### REQUIRED WORK
Write out the entries again exactly as they are given.

--- start of SOURCE RECORDS ---

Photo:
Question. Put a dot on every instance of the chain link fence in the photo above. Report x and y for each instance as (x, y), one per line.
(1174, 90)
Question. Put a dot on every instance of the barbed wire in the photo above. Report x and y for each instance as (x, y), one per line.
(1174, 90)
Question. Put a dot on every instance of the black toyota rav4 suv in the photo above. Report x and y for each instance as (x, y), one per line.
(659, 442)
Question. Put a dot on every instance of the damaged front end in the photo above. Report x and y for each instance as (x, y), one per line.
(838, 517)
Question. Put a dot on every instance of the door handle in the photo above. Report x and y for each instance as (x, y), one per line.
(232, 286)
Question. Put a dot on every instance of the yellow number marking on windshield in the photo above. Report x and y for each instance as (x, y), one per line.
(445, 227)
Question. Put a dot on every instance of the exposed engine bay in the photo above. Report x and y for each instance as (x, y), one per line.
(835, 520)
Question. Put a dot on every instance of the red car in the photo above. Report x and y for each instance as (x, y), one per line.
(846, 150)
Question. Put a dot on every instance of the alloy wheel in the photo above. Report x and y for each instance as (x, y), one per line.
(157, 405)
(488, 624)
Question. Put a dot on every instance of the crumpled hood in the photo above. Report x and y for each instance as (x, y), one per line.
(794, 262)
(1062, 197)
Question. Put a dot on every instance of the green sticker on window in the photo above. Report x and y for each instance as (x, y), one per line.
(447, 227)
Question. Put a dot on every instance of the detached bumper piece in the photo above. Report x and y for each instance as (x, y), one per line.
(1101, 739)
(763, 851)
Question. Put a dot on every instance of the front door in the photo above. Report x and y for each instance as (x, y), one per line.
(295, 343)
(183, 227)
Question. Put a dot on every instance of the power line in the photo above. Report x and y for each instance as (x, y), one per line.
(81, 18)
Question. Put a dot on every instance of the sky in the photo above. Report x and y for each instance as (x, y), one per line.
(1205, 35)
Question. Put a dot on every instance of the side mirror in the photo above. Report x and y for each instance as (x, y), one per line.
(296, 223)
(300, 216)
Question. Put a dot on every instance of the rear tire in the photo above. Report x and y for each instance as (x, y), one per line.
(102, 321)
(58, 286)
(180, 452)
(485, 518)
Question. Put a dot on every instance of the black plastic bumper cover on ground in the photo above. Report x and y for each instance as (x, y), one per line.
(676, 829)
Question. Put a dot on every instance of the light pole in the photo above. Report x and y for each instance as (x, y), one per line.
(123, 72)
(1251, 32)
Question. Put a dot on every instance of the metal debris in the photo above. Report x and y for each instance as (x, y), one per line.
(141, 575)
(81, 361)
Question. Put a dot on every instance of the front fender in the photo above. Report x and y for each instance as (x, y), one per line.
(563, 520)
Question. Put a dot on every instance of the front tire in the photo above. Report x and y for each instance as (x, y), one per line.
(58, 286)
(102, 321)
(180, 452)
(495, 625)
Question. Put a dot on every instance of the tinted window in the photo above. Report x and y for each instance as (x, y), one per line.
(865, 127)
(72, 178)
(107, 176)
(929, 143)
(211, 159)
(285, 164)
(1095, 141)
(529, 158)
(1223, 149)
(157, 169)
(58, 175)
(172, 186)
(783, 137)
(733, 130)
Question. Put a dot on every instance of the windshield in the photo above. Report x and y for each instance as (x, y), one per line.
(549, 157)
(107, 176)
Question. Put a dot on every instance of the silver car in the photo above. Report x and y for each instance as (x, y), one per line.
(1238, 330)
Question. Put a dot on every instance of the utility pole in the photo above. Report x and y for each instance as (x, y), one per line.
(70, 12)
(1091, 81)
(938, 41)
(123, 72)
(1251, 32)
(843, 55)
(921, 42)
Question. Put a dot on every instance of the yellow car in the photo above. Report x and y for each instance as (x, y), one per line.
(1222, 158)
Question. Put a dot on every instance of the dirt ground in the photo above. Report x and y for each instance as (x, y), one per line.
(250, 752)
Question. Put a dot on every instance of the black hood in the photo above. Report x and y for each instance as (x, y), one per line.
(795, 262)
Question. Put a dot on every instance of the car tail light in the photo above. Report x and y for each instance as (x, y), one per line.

--- end of SOURCE RECORDS ---

### REPLY
Photo:
Question. Put a dot on every instance of the chain link fence in the photo above. Report x and y for each instance as (x, y), one per line.
(1174, 90)
Question. Put a dot on every instance of the barbed wire in the photo above. Report x and y for each instance as (x, y), one per line.
(1174, 90)
Question. Put a dot on every instance of the black toyota rav4 suv in the photo above. Report x and y for each instance as (x, y), one per line.
(659, 442)
Question. Put a dot on every instance of the damaged front end in the photo above. Report x and y for each instance as (x, y), one per line.
(838, 517)
Question. Put a dot on every instance of the door handle in the photo above. Report x and y for each instance as (x, y), one per line.
(232, 286)
Question. Put a dot on every instance of the yellow number marking on windshield in the photo above. Report x and y for each instance as (x, y), one per line.
(445, 227)
Question. Put a dot on every instance of the exposed engine bay in the photo above. Report x and y for each instance as (x, y), one per line.
(835, 520)
Question. Put a dot on every instance of the red car in the photo above. Report x and y for each instance as (x, y), one per line.
(846, 150)
Question. Put a dot on every instance of the alloy wheel in the photo above. Report x and y for each instance as (x, y), one per line.
(157, 405)
(488, 624)
Question. Put a dot on every instance of the crumpled hood in the photo above. Report x and y for each instance as (x, y), one per line.
(794, 262)
(1062, 197)
Question. Put a dot on every instance of the green sticker on window in the photo above. Report x and y for each instance as (x, y), one per line.
(447, 227)
Question. Put a dot on every instance of the detached bumper piece in the photo above. Report x and y for each instance as (x, y), one per line.
(1101, 739)
(763, 851)
Question. Put a dot on every instance of the front door in the photo above. Report x and y for each instance as (x, y), one per line.
(295, 343)
(183, 227)
Question. Put a dot on every instance of the power line in the photo above. Report x and y for each instance as (x, y), one per line.
(81, 18)
Question. Put a dot on every instance of the sky in the photo above. Report x and y for each instance as (x, y), one per line.
(1205, 35)
Question. Put a dot on every instance of the side mirror in the photo above. Report x and y for each instance as (x, y), one per line.
(296, 223)
(300, 216)
Question. Put a dot on every instance of the rear tire in the photo above. Report x and y for each instance as (x, y), one per line.
(102, 321)
(58, 286)
(180, 452)
(485, 518)
Question. Put a dot on every instance of the black plastic bumper cover on ground in the photo above. Report x and y for each instance as (x, y), one per line.
(676, 829)
Question. Put a dot on every instance of the light pole in the photo above. Report x and y for each instance as (x, y), one per line.
(123, 72)
(1251, 32)
Question. Put a dot on every instance of the metal debris in the photo above. Report x and y for each instance as (x, y), one per line.
(141, 575)
(81, 361)
Question. Put a dot on every instance of the front fender in the photo above. Report x and y for each instance as (x, y), one per line.
(563, 520)
Question. Put a dot on every instance of the front tire in the photo above. Report x and y for each instance as (x, y), one per line.
(58, 286)
(102, 321)
(180, 452)
(495, 625)
Question. Put a dot on every instance of the tinted window in the photo above. Report x and y for each instance as (x, y), one per line.
(865, 127)
(72, 178)
(107, 176)
(929, 143)
(211, 159)
(285, 164)
(1095, 141)
(529, 158)
(1223, 149)
(157, 169)
(58, 175)
(172, 186)
(783, 137)
(733, 130)
Question. Put a dot on every instance of the windshield in the photo above. Report x and y for each instance as (x, y), one per line.
(549, 157)
(107, 176)
Question. Put a dot on every instance of the silver car in the photo above. Report x and y for each instance as (x, y), one per line.
(1238, 330)
Question. Put a dot on every instance of the utility pole in the photo above. Report x and y for each instance as (x, y), one per line.
(70, 12)
(1091, 81)
(938, 41)
(123, 72)
(1251, 32)
(843, 55)
(921, 42)
Question. Put a dot on every instance of the yellow car in the photo above. Report x and y for each instance as (x, y), one per line.
(1222, 158)
Question. Put a dot on every instance of the dirt ground in the photo above. Report x and y for each instance as (x, y), one per line.
(250, 752)
Question. Put a dot on every instance of the black hood in the photo above. Report x and y for each instance as (x, y), one per line.
(795, 262)
Question. Put a dot on every instance of the car tail light in the photo above. Report x and y for each instance as (x, y), one per line.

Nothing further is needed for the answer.